REQUIREMENT: Each line of the data below from the one holding "of the woman's" to the one holding "of the purple", inclusive, is to be reproduced exactly; no other line belongs in the answer.

Stored entries:
=== Section Start ===

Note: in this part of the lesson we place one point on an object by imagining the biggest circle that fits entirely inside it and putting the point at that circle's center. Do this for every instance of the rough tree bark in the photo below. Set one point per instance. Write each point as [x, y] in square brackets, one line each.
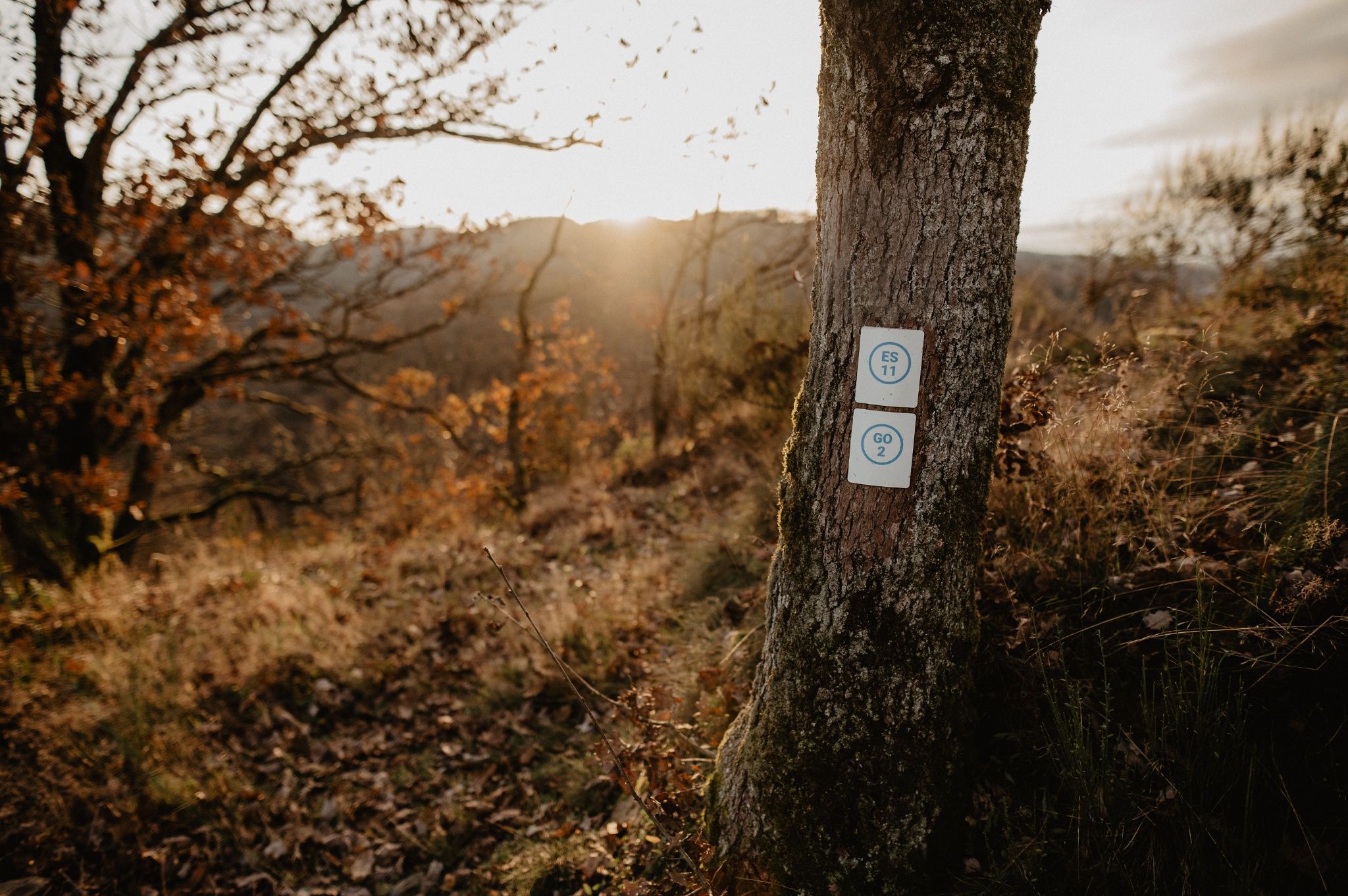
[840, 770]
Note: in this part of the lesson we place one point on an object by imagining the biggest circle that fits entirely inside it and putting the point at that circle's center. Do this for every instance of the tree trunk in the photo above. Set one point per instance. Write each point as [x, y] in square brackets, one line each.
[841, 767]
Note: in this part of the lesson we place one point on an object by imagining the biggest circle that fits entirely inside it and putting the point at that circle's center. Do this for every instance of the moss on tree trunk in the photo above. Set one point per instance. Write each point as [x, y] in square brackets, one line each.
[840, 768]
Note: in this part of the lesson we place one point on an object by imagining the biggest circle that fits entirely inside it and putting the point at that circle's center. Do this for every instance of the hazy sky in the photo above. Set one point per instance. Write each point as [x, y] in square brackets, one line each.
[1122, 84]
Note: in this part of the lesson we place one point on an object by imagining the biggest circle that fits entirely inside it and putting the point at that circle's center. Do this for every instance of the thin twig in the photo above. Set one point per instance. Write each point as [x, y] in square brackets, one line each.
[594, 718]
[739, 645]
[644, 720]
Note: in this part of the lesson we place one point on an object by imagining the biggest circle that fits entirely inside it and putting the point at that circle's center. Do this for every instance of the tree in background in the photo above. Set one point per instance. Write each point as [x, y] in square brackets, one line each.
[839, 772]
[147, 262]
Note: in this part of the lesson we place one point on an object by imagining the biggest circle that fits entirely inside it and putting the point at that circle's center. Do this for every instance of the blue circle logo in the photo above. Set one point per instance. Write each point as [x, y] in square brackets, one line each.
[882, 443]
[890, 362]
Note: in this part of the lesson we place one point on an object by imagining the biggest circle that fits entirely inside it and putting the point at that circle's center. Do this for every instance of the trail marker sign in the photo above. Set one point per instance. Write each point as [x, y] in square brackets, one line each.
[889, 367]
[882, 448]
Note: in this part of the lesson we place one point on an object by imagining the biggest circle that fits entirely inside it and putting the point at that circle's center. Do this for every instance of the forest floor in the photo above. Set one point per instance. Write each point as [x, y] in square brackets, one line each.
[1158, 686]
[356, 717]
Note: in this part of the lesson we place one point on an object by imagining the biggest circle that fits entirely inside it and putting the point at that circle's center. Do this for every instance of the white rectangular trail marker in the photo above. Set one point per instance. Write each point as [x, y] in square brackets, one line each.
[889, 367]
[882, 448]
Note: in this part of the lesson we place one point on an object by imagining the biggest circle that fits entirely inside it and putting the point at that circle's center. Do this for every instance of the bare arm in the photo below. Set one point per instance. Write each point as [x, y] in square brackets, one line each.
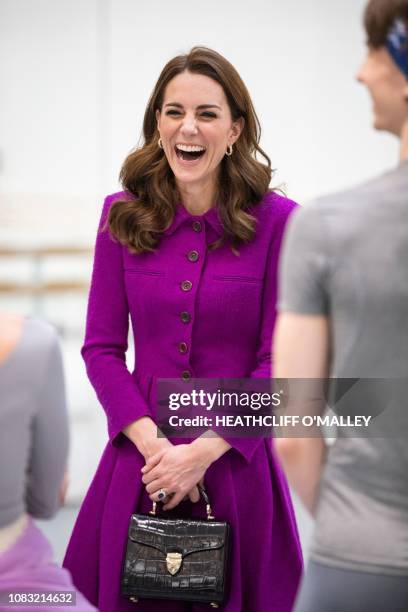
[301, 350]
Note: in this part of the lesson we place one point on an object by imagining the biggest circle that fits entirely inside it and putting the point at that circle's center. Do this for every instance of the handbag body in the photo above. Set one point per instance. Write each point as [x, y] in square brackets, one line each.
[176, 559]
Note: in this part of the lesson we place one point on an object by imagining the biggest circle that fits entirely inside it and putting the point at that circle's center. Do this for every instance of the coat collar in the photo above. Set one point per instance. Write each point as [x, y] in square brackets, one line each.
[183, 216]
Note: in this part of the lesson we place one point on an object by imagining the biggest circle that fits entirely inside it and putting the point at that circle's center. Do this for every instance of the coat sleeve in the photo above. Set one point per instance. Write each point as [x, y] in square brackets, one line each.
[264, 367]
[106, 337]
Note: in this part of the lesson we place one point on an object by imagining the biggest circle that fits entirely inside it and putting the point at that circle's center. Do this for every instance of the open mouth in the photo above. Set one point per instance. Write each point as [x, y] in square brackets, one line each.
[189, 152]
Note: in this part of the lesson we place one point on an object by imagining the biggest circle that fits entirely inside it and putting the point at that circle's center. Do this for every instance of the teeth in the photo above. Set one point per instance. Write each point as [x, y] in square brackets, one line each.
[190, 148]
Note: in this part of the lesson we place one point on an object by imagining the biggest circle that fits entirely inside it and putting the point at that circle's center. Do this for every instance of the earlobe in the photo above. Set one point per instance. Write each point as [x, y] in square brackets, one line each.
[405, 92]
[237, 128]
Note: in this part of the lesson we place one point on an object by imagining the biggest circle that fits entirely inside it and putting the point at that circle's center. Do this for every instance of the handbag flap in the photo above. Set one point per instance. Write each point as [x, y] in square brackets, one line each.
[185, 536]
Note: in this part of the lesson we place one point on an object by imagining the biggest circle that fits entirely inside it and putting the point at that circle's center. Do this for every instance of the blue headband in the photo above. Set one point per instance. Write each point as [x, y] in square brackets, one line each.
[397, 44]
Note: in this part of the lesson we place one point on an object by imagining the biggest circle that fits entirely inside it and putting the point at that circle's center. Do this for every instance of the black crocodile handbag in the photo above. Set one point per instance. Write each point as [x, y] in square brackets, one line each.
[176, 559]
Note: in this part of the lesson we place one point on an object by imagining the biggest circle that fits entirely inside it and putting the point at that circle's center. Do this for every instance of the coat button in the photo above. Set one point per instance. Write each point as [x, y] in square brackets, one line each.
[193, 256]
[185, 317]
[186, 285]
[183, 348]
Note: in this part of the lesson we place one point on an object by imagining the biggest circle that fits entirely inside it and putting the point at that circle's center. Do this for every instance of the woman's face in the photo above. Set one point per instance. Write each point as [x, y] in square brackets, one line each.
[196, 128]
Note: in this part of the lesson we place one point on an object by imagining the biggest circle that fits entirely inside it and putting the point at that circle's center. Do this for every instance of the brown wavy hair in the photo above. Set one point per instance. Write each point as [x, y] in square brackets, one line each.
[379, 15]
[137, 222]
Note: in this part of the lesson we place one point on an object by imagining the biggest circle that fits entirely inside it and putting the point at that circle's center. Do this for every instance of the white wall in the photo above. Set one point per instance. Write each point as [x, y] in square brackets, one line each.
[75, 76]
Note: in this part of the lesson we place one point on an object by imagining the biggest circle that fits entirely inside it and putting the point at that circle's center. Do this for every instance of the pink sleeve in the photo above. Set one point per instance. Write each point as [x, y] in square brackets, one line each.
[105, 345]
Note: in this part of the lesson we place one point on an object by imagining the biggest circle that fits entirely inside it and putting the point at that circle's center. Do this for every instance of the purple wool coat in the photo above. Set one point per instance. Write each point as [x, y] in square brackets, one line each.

=== Section End ===
=== Section Start ===

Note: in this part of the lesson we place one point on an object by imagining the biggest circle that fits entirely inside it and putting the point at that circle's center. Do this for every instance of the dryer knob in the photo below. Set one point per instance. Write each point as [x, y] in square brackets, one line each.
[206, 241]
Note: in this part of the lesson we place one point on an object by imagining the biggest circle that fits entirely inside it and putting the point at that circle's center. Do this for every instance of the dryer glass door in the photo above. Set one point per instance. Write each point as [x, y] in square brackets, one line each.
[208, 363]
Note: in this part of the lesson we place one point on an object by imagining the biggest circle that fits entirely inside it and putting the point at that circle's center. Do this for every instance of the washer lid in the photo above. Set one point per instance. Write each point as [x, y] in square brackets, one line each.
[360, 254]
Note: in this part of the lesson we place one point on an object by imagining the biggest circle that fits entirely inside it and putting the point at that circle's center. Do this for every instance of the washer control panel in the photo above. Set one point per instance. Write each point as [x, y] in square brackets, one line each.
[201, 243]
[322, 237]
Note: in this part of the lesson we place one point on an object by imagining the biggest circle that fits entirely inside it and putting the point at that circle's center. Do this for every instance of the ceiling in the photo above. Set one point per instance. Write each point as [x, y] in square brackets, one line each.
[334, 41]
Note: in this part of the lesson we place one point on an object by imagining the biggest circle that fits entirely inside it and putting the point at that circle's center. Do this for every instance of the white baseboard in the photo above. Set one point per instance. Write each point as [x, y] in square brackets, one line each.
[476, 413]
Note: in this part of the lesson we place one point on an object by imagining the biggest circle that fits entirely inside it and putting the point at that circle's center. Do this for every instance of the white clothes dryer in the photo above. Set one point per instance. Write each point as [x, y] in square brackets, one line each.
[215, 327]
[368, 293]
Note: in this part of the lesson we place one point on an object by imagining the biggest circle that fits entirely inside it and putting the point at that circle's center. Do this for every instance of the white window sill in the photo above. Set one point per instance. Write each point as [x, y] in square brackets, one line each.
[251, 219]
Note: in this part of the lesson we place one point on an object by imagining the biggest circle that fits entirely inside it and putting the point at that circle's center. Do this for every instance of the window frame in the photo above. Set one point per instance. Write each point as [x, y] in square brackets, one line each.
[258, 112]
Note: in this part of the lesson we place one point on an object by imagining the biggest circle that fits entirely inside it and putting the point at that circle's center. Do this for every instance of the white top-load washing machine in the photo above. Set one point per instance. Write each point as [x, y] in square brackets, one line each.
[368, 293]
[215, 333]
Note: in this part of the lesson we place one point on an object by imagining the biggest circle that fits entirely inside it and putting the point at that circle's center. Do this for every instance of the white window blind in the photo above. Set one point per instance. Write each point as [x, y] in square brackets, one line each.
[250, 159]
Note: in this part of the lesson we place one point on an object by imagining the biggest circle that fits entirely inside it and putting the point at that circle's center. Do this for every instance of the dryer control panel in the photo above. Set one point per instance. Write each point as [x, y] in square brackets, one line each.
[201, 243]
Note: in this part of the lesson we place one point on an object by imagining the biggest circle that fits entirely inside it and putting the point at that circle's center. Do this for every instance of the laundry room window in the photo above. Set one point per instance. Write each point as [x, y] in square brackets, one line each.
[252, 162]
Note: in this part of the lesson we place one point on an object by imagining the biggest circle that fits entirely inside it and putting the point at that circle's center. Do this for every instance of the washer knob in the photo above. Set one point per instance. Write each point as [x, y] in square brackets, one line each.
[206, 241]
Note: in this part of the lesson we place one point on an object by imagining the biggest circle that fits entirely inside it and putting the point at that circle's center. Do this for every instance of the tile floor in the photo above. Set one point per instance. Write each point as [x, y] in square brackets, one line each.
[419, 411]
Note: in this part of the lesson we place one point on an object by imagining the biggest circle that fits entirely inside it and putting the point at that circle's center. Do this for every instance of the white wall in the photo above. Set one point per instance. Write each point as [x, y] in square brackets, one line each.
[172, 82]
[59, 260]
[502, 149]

=== Section End ===

RESULT BELOW:
Note: in this part of the lesson we place one point on an object by imagining the biggest circle that fits entirely inside it and putting the point at that circle's center. Do this for every instance of the woman's face in the photo above. Set one point per instance. Write each point as [x, y] in square brackets, one line each.
[196, 128]
Note: in this part of the lesson we place one point on an object by imagining the biggest circle that fits entirely inside it and putting the point at that circle's center. Do this for every instance of the brown wavy hair in the photo above. Set one point per instance. Write each point as [x, y] in square brackets, one line each.
[379, 15]
[137, 222]
Note: in this part of the lesson we place one point on an object by imagining the biggest circle that fits entirely inside it and putting the point at that circle's center. Do this for every instance of the white wall in the photo above. Set one point per instance. Write each point as [x, y] in square brackets, one line each.
[75, 76]
Note: in this part of the lesson we place one point on an object by imagining the biggest circle that fits entirely inside it and putting the point at that circle's center. Do this for every instance of the pink sleeve in the photo above. Set one point per instance. Write each point as [x, y] in square brackets, one line each.
[105, 345]
Note: in this part of the lesson we place one point on an object by imagining the biggest circle that fits entirely inside it and putting the point at that circle's center. Do this for every instance of the purple wool coat in the photo above. Set one point per instance. Write each point as [x, y] in square brackets, one line each.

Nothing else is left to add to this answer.